# WHAT TO DO
Give back exactly the lines of the material below that start at the line containing "the blue jeans" and end at the line containing "the woven texture", and no others.

++++++++++++++++++++

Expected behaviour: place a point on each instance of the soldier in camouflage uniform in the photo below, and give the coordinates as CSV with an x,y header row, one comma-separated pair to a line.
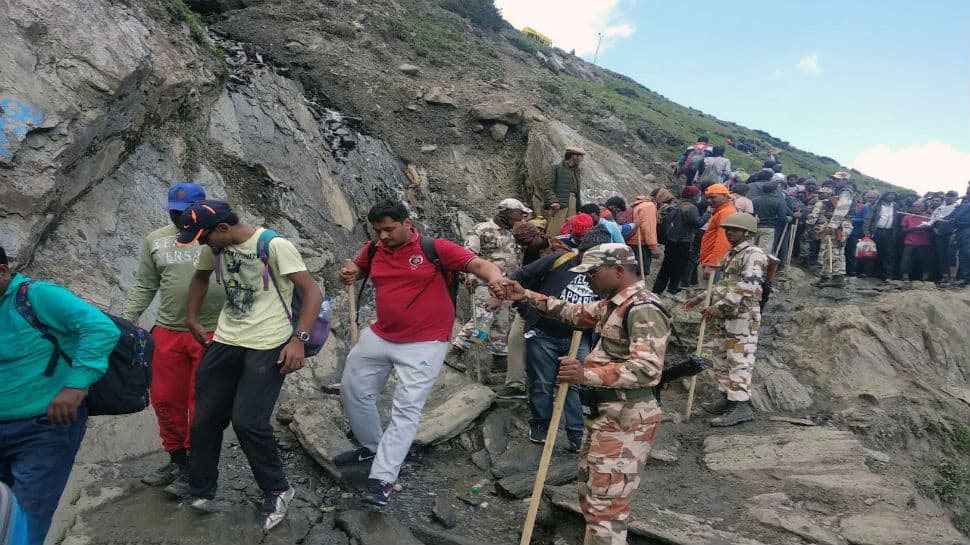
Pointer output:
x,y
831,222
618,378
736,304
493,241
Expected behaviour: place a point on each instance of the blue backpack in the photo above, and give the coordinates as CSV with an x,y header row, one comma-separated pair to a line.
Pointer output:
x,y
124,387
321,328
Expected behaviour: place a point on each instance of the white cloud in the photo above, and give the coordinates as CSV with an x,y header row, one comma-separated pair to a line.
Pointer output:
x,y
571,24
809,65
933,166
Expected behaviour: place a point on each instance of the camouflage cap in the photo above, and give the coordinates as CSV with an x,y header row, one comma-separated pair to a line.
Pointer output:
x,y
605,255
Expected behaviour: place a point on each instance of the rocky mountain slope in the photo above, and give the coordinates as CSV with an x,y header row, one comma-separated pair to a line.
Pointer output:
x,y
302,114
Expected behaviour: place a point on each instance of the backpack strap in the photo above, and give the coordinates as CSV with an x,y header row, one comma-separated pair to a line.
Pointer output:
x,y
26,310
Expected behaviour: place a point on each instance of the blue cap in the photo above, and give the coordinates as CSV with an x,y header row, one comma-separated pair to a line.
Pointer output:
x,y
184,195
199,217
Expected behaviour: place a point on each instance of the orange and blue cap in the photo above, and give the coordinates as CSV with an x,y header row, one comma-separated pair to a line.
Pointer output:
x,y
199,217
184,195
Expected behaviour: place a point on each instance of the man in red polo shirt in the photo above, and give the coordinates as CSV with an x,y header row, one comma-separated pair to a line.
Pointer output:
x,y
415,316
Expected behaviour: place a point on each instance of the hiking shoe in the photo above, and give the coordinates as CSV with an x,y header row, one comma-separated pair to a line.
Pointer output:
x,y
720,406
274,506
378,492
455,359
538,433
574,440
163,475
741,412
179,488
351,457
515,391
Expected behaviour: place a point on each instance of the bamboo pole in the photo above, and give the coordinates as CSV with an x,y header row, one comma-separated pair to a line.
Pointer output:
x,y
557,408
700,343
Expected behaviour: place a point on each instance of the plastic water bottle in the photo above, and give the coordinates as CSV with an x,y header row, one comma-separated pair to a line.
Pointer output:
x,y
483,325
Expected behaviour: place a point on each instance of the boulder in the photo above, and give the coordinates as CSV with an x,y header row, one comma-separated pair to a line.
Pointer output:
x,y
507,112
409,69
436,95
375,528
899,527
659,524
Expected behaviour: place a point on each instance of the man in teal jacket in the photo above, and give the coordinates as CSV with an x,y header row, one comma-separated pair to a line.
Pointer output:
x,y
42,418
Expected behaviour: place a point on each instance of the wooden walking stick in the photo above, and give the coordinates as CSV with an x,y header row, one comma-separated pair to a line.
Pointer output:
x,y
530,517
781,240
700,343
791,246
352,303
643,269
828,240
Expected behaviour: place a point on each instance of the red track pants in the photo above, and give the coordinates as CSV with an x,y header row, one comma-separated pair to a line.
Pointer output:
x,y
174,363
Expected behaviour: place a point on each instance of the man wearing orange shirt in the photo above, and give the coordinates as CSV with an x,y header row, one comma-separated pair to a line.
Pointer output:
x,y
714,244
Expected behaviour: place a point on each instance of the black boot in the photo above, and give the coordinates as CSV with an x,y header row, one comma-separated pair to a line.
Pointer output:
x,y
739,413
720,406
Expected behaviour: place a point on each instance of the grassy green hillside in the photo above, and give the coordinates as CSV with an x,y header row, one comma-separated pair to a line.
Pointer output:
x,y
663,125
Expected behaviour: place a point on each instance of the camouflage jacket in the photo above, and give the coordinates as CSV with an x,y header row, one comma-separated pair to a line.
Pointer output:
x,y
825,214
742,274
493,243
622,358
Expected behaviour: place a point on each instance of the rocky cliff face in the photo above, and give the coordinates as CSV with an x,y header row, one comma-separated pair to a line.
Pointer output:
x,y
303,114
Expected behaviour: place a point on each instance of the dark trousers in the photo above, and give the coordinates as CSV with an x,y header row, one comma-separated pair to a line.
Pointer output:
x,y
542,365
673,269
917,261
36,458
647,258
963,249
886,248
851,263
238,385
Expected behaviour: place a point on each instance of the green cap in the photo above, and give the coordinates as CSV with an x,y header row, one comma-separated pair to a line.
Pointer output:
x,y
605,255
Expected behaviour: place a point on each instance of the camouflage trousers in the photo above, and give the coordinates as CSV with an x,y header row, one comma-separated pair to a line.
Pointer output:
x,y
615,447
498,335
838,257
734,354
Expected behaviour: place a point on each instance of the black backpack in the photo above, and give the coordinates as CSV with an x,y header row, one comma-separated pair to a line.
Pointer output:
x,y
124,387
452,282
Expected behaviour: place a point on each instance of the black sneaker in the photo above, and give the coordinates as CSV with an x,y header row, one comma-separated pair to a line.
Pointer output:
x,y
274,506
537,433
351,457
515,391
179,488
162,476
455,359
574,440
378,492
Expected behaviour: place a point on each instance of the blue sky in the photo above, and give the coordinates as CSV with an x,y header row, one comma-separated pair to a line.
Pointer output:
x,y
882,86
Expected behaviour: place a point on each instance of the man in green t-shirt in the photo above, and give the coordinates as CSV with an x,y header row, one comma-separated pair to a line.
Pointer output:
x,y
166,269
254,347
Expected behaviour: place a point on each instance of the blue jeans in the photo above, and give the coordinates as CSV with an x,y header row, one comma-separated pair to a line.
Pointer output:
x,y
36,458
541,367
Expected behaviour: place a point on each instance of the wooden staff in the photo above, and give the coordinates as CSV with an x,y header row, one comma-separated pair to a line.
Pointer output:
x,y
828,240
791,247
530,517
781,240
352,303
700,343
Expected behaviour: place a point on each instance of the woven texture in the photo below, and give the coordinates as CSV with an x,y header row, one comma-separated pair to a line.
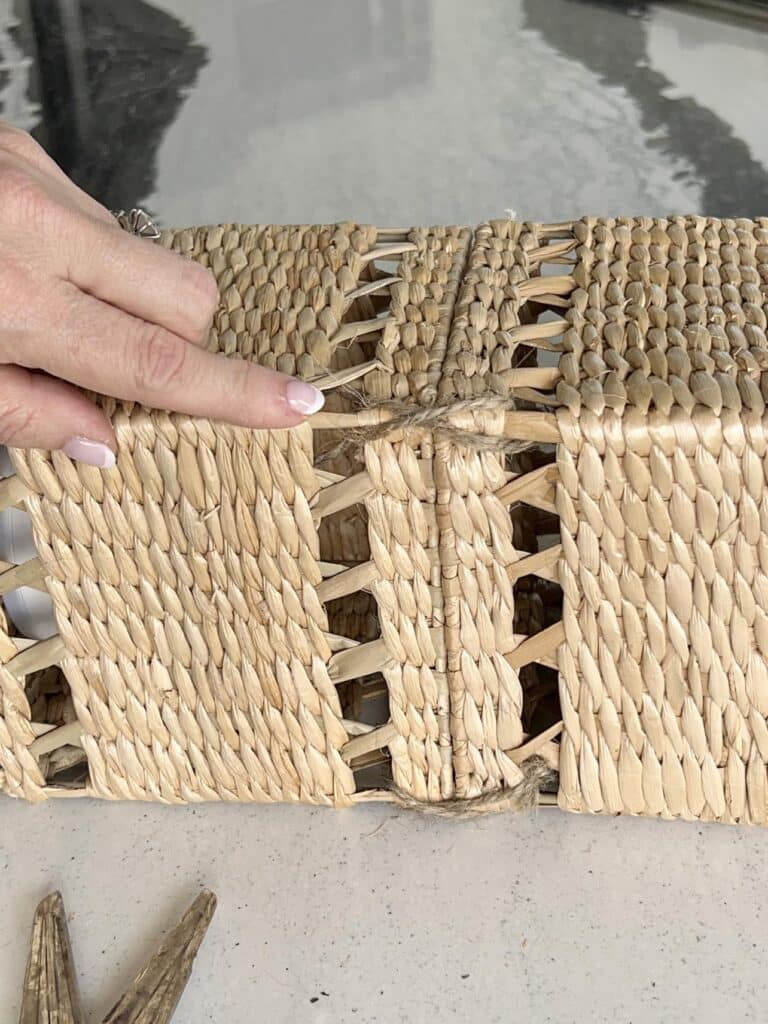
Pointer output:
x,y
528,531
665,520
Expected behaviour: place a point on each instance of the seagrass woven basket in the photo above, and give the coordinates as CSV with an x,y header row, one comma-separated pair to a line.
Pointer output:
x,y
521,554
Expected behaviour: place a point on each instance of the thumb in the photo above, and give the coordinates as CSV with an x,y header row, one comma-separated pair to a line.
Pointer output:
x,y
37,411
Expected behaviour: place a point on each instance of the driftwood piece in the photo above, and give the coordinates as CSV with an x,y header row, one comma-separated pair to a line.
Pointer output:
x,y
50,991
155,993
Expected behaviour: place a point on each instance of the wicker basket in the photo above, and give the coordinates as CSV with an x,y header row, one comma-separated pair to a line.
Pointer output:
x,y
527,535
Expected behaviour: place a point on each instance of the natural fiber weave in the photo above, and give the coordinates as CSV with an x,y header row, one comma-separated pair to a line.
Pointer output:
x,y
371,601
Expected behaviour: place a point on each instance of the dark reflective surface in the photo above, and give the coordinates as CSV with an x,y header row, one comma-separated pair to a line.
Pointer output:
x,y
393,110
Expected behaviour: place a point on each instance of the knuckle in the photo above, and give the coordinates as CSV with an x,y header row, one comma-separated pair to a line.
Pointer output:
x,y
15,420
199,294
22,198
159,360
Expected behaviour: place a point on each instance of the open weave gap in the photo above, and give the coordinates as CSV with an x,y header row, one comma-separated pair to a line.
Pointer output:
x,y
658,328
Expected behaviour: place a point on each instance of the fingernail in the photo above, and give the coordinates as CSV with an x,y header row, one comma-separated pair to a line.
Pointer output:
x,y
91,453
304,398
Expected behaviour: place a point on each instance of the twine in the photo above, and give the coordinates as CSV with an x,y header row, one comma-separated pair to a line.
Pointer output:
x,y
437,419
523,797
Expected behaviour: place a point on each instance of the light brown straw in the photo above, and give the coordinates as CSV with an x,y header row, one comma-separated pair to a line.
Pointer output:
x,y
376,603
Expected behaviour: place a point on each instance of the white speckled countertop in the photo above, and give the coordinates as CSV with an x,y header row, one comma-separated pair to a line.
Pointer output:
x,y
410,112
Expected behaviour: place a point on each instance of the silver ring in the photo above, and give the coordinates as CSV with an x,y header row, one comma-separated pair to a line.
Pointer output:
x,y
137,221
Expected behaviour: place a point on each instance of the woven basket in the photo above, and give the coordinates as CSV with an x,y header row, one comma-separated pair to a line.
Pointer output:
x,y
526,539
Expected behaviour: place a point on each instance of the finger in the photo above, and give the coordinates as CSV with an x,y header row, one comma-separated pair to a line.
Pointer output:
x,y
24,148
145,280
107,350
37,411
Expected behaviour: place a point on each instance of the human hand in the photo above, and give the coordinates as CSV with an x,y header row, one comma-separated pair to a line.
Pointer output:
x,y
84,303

++++++++++++++++++++

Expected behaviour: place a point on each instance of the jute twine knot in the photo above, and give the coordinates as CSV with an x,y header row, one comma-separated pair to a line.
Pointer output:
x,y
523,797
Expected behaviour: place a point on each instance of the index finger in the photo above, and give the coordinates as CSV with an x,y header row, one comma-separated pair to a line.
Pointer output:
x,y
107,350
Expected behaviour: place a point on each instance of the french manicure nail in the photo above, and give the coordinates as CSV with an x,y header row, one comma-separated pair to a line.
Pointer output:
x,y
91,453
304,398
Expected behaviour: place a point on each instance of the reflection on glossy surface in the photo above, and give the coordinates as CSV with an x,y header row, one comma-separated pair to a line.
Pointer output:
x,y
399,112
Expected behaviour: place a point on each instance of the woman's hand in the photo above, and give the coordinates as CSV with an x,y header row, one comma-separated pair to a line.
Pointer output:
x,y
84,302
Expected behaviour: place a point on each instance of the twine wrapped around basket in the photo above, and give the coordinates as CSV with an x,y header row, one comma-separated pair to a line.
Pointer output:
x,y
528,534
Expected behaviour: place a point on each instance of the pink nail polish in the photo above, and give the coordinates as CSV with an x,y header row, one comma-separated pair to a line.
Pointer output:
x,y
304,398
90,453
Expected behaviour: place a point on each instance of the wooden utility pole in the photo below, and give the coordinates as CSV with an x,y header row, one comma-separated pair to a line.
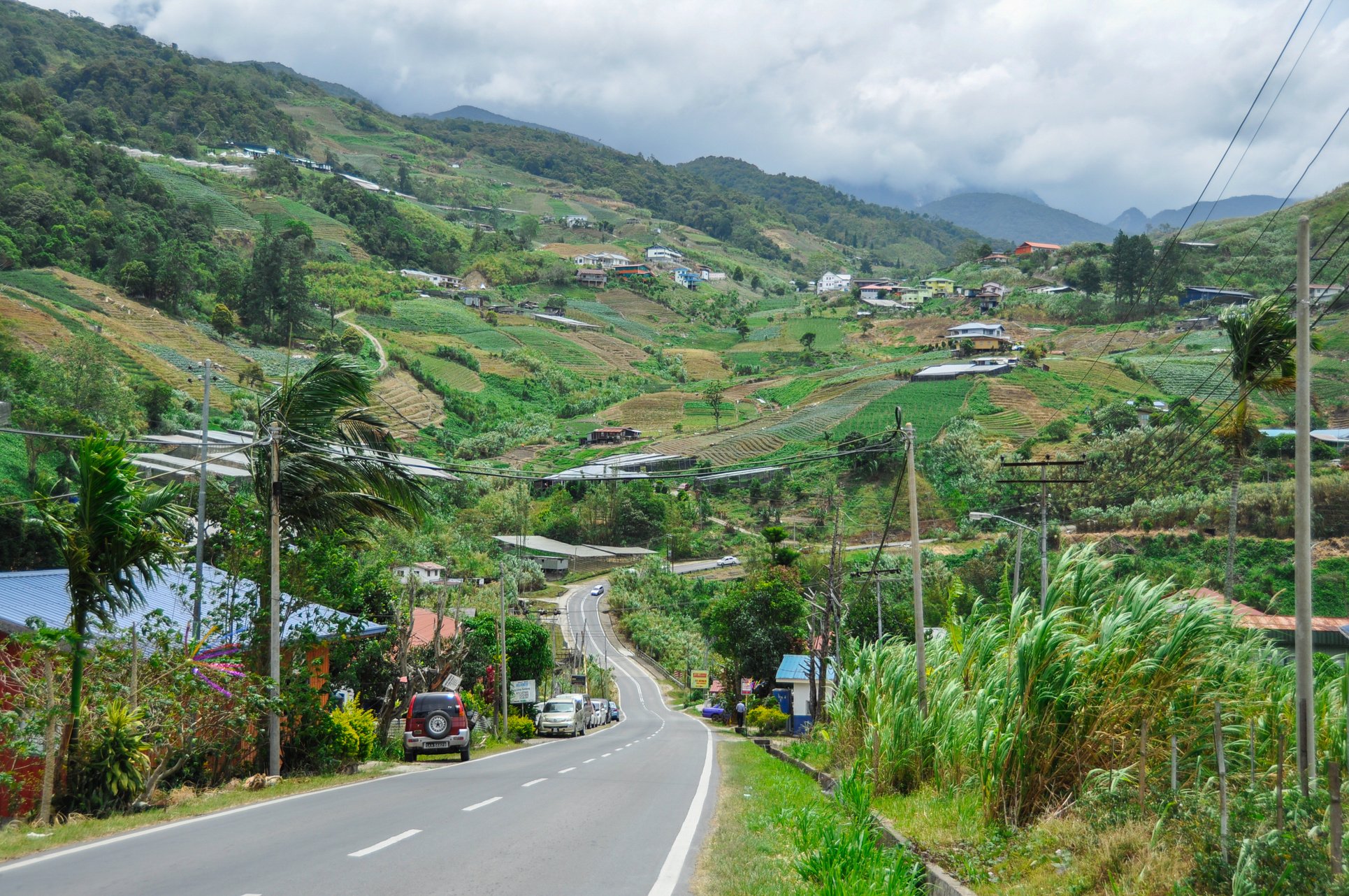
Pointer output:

++++++++++++++++++++

# ANSWER BELOW
Expected behaviour: place a point on each instance of the blue jeans in the photo above, and give the coordinates as CSV with an x,y header row, one comma-separated pair to a line.
Pointer output:
x,y
36,458
541,367
Expected behaviour: place a point on each instance of the wooden staff in the photo above, and give the coordinates as CSV with an x,y header row, one comma-separated pair to a line.
Pointer output:
x,y
828,240
791,247
530,517
781,240
352,303
700,343
Expected behaviour: place a point on each instance of the woven texture in the photo below, and give the coordinates as CSV with an x,y header row, one comma-separated pair to a line.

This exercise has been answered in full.